[Pointing dataset excerpts]

+--

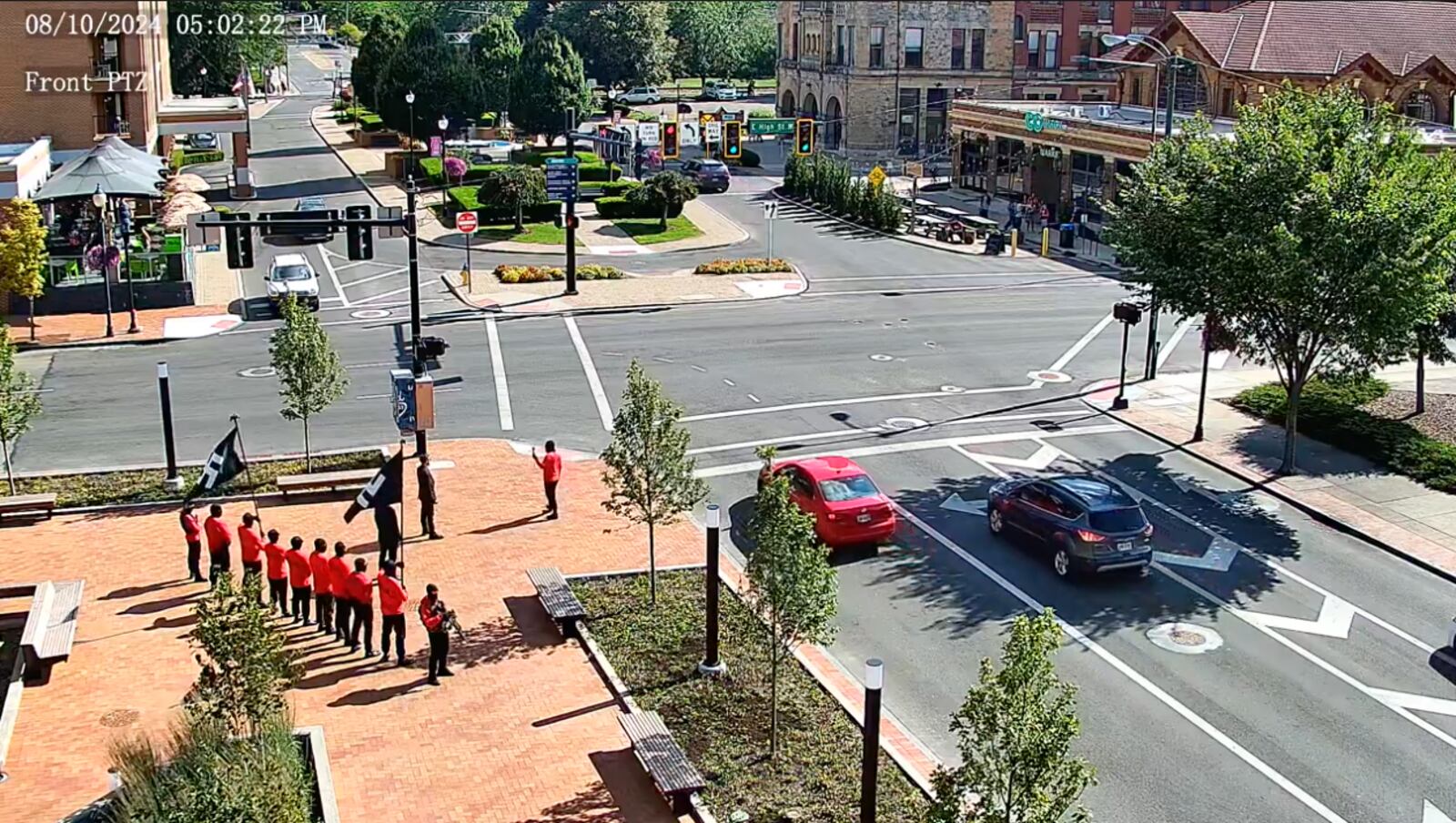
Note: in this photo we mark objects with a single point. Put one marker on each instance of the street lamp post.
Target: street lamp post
(99, 201)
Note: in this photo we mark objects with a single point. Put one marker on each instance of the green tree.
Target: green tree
(1321, 233)
(1016, 733)
(648, 473)
(622, 43)
(22, 252)
(310, 376)
(19, 402)
(196, 44)
(664, 193)
(514, 188)
(793, 587)
(494, 53)
(546, 82)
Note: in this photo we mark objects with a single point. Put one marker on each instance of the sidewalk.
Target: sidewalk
(1332, 485)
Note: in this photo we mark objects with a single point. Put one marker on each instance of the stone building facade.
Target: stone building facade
(880, 76)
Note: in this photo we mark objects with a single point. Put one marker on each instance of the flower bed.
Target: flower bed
(724, 723)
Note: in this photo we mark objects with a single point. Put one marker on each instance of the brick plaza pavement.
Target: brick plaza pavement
(526, 732)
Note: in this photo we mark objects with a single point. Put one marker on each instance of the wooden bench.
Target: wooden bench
(50, 626)
(351, 480)
(558, 599)
(28, 506)
(664, 761)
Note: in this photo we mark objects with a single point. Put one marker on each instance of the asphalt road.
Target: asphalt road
(938, 371)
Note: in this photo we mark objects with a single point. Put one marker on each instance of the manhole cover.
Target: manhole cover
(120, 718)
(1184, 638)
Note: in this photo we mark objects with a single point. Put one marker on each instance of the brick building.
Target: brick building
(43, 76)
(1050, 40)
(880, 76)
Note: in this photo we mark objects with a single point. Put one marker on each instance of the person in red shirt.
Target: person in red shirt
(298, 573)
(322, 586)
(342, 606)
(277, 574)
(392, 599)
(193, 531)
(551, 475)
(433, 614)
(218, 544)
(361, 594)
(251, 543)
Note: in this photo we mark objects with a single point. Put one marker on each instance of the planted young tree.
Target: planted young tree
(1321, 233)
(310, 376)
(793, 587)
(1016, 733)
(648, 472)
(513, 188)
(19, 402)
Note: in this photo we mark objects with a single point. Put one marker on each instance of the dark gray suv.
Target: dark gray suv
(1082, 522)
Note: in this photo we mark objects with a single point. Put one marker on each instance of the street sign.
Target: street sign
(561, 178)
(772, 126)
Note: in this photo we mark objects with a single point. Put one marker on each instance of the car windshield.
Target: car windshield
(1117, 519)
(291, 273)
(854, 487)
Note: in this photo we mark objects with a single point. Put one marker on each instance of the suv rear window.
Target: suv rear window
(1117, 519)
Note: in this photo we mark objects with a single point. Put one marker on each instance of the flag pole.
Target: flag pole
(248, 468)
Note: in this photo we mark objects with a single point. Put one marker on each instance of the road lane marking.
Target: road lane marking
(1324, 812)
(502, 395)
(593, 379)
(917, 446)
(856, 401)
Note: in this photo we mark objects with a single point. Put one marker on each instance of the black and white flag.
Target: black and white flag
(386, 488)
(223, 465)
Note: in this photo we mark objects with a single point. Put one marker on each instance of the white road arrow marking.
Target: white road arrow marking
(957, 503)
(1334, 619)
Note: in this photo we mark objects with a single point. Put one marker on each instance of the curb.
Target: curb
(1266, 485)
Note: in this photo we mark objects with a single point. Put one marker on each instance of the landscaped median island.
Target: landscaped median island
(724, 723)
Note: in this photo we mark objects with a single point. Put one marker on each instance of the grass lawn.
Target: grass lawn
(724, 725)
(647, 232)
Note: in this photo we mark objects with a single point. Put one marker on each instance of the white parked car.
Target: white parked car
(641, 95)
(291, 274)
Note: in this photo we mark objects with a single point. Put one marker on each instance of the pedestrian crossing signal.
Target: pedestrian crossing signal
(804, 136)
(733, 140)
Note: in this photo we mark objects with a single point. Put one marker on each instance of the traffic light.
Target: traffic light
(733, 140)
(804, 136)
(238, 240)
(360, 238)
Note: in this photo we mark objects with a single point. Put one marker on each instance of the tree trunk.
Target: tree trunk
(1290, 426)
(1420, 382)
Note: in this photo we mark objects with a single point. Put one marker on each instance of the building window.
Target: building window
(915, 53)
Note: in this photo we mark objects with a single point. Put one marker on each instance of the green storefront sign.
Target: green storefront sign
(772, 126)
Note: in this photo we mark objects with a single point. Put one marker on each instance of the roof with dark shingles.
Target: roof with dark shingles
(1288, 36)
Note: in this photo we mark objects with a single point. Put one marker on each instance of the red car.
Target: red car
(846, 506)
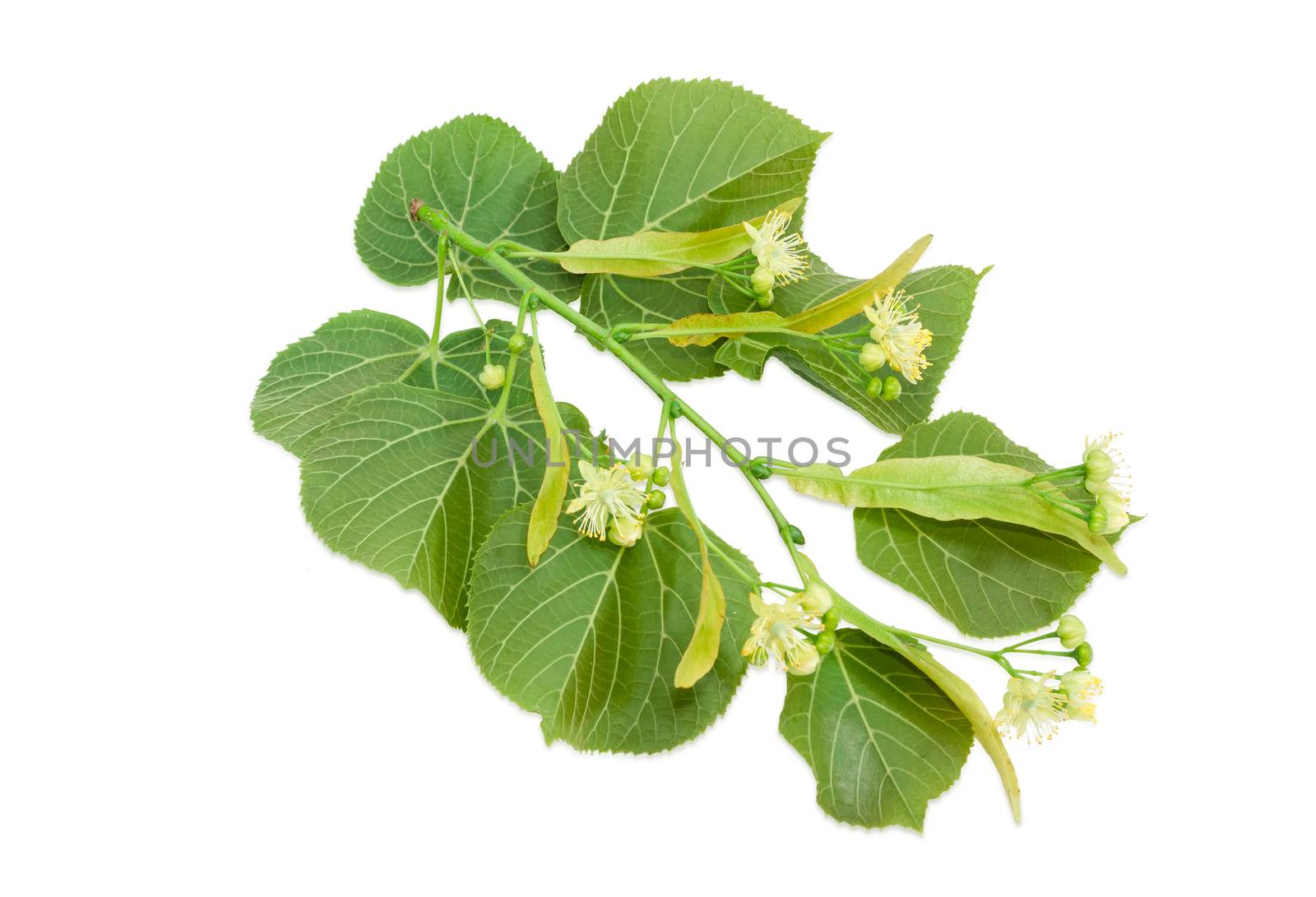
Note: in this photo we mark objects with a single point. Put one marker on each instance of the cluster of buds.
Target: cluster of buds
(1035, 708)
(1105, 480)
(899, 340)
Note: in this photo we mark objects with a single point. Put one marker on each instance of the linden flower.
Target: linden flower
(1107, 479)
(776, 633)
(1079, 687)
(899, 335)
(1032, 710)
(609, 496)
(778, 252)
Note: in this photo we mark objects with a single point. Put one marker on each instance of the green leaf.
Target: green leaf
(493, 184)
(951, 488)
(980, 717)
(945, 298)
(990, 579)
(684, 155)
(591, 638)
(882, 738)
(611, 298)
(678, 157)
(313, 377)
(394, 483)
(657, 252)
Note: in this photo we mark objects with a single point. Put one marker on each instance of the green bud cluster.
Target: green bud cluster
(886, 390)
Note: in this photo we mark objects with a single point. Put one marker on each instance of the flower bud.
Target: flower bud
(1116, 517)
(1083, 654)
(493, 377)
(1072, 631)
(872, 357)
(761, 280)
(642, 467)
(816, 598)
(1099, 465)
(1096, 520)
(624, 532)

+--

■ **INSTRUCTIONS FOR THE TASK**: Quote exactly, and only, the lines from the one containing "pedestrian crossing signal." through the last line of the records above, both included; leave out any pictures.

■ **REPLY TO THE EXERCISE**:
Note: in this photo we mark objects with a single point. Put one marker on each instance of the pedestrian crossing signal.
Target: pedestrian crossing signal
(804, 136)
(733, 140)
Note: in this photo we mark objects with a single point. Put one marker on each instance of the traffic light.
Target: traffic light
(733, 140)
(804, 136)
(238, 240)
(360, 238)
Note: in this photo we mark objects with a single point. Put one marker on each instance of the tree trunk.
Target: tree trunk
(1290, 426)
(1420, 382)
Note: in this photo we mark objects with a single point. Put one marker on each instance of the building window.
Target: building window
(915, 53)
Note: in this photo we mark objects with a single point. Put one marker on each instance of the green storefront sign.
Target: green storefront sign
(772, 126)
Note: in this photo we mark objects with a single point. Put one marker on each instance of the roof with dark shingles.
Target: roof with dark shingles
(1288, 36)
Note: in this photo we mark objects with a single point. Put one marker on each instance of the red car.
Target: red car
(846, 506)
Note: in this photo we mark objects with a single point. Put one marker on each instance of the cluster of buds.
Target: cluster of buds
(1035, 708)
(1105, 480)
(899, 340)
Note: in this photo we mark objects with a single point. Put one marker on each instance of the linden flower.
Target: linden flower
(1107, 479)
(776, 633)
(1079, 687)
(899, 335)
(1032, 710)
(609, 496)
(778, 252)
Note: in this photo we mark objects with a single point. Put one marker on each instance of the green leaf.
Target: green leaf
(493, 184)
(951, 488)
(980, 717)
(945, 298)
(990, 579)
(684, 155)
(591, 638)
(882, 738)
(611, 298)
(678, 157)
(313, 377)
(394, 483)
(657, 252)
Note: in this photo we mark objects with a single point. Put one marker on each instance of the green bud cluster.
Target: green bud cluster
(886, 390)
Note: in this photo we mark objects with a single point. Put one marker on each instance of the flower bud.
Target: flower bud
(1116, 517)
(1083, 654)
(493, 377)
(1072, 631)
(872, 357)
(761, 280)
(642, 467)
(816, 598)
(1099, 465)
(1096, 520)
(624, 532)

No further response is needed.